= OBJECTIVE =
From the listing below, pull out every line containing the word "hand" and copy each one. Case matters, so skip lines where the word appears only with different capitalization.

[Rows from a dataset]
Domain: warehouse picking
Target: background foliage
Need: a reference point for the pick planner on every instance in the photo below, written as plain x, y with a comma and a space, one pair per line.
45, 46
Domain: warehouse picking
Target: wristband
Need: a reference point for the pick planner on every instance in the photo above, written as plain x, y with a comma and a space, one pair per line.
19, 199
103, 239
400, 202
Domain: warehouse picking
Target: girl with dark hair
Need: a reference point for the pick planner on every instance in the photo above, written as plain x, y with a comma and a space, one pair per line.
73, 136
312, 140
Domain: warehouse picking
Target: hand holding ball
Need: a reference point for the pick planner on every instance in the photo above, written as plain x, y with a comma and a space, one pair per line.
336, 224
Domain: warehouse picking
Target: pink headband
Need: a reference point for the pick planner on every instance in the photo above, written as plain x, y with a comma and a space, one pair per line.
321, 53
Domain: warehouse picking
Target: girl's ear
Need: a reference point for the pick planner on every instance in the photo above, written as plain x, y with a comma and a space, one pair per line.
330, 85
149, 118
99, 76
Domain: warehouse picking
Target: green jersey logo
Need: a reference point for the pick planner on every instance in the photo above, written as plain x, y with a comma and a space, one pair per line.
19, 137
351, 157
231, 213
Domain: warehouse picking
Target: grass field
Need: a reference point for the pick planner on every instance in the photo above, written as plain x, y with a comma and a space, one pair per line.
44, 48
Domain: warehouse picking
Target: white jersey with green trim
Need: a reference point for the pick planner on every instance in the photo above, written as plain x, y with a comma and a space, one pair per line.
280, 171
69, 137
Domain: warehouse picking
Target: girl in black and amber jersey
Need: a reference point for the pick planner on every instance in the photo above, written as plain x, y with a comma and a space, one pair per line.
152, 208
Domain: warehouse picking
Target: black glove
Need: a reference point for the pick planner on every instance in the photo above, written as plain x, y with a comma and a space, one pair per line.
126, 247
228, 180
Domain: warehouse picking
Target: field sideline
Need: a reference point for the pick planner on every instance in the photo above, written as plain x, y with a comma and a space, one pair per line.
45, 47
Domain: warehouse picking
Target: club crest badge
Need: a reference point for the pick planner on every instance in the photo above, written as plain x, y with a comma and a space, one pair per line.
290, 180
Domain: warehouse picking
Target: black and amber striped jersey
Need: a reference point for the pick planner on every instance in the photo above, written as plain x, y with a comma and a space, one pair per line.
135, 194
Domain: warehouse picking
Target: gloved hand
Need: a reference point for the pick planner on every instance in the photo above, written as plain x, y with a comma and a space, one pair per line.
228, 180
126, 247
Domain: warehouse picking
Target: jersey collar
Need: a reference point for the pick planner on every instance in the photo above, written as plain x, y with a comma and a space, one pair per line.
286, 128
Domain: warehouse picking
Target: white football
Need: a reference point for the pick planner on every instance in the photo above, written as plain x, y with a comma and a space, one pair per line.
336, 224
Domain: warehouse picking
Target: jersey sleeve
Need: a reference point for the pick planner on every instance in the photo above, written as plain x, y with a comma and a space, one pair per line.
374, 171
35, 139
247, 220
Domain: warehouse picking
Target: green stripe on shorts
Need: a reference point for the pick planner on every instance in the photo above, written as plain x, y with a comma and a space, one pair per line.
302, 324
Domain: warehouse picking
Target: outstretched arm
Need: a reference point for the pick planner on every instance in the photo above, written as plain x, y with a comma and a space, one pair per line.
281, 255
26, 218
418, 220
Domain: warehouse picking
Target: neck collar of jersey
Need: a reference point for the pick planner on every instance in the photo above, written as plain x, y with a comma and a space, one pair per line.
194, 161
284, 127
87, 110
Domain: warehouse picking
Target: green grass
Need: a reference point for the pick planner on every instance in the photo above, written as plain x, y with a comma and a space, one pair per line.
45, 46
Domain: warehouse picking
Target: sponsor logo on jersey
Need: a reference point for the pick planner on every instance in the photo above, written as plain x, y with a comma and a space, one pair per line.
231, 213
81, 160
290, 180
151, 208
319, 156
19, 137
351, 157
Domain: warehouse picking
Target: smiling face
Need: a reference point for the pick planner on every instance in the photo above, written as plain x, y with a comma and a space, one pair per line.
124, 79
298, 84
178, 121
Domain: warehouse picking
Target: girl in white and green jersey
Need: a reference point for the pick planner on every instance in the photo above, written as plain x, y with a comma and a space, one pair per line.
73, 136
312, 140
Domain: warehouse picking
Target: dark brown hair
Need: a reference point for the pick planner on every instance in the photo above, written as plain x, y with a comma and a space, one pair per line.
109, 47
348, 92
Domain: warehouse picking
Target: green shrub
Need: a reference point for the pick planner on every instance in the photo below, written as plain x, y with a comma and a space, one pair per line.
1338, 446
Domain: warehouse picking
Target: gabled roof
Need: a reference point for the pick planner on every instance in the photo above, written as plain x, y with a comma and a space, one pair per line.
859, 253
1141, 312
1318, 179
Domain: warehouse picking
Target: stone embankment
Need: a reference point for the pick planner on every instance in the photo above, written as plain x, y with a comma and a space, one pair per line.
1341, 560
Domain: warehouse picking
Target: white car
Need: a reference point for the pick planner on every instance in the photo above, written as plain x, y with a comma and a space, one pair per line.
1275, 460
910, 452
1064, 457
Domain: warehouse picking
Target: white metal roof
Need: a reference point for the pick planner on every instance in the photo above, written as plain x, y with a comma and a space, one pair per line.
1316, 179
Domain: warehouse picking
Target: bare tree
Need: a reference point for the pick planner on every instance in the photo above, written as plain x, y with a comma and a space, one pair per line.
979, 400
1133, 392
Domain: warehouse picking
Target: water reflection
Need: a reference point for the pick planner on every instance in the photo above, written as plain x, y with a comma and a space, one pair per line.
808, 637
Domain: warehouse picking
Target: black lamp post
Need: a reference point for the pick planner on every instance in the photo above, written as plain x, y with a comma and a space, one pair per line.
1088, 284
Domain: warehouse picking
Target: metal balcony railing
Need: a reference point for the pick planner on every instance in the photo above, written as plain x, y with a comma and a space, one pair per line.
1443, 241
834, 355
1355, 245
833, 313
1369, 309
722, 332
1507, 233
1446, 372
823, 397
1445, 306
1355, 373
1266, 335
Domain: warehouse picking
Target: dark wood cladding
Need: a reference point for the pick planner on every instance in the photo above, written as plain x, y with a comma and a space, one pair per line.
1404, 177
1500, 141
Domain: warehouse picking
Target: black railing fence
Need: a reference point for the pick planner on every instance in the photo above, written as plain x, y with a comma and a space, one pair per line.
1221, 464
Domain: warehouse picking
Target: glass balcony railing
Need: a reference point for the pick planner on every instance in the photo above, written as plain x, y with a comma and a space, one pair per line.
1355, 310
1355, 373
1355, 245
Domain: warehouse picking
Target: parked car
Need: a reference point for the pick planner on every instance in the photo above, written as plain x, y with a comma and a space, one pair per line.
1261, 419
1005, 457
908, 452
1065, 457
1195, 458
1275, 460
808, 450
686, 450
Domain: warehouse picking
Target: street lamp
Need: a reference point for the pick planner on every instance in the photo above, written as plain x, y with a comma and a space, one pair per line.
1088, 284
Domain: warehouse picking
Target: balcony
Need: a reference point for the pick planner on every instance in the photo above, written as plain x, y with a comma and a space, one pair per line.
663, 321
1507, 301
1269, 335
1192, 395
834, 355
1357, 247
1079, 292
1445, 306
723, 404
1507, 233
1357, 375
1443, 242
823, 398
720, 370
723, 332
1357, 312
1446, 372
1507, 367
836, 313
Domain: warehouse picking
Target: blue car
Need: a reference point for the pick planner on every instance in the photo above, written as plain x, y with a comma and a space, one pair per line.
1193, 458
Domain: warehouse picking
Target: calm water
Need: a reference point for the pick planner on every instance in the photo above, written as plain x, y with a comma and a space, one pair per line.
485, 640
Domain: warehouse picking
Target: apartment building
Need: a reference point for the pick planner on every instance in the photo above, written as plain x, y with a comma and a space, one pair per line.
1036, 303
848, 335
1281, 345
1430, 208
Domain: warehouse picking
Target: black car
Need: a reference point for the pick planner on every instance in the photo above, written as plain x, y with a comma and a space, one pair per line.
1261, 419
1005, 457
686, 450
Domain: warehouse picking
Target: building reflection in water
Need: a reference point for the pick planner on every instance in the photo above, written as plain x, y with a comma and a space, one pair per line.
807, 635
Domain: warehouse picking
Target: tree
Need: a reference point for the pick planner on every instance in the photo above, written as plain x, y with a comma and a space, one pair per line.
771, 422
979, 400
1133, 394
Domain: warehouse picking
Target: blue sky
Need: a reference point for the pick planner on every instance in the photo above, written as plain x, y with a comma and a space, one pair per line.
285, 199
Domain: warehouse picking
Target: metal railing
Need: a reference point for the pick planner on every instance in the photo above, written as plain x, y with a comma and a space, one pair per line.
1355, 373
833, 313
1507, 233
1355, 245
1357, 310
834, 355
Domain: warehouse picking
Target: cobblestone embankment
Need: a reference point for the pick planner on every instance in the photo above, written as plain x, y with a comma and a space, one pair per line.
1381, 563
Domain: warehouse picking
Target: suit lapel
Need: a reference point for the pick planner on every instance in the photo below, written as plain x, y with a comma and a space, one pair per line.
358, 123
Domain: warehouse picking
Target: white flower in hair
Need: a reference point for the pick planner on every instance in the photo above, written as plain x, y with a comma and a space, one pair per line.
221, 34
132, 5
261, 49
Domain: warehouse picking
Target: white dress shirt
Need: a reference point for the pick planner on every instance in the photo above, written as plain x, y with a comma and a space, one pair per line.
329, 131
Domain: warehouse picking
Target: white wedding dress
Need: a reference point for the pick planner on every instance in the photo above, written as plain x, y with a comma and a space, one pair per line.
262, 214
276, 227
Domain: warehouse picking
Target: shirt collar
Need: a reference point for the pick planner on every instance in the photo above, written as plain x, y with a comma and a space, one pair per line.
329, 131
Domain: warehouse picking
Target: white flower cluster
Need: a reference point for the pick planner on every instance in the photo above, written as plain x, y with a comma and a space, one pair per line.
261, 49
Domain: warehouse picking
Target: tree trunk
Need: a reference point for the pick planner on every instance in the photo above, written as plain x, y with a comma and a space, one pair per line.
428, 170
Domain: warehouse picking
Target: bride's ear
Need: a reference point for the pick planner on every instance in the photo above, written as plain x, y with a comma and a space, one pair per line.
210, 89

= ANSWER IN FULL =
Target: hand holding ball
Target: gloved hand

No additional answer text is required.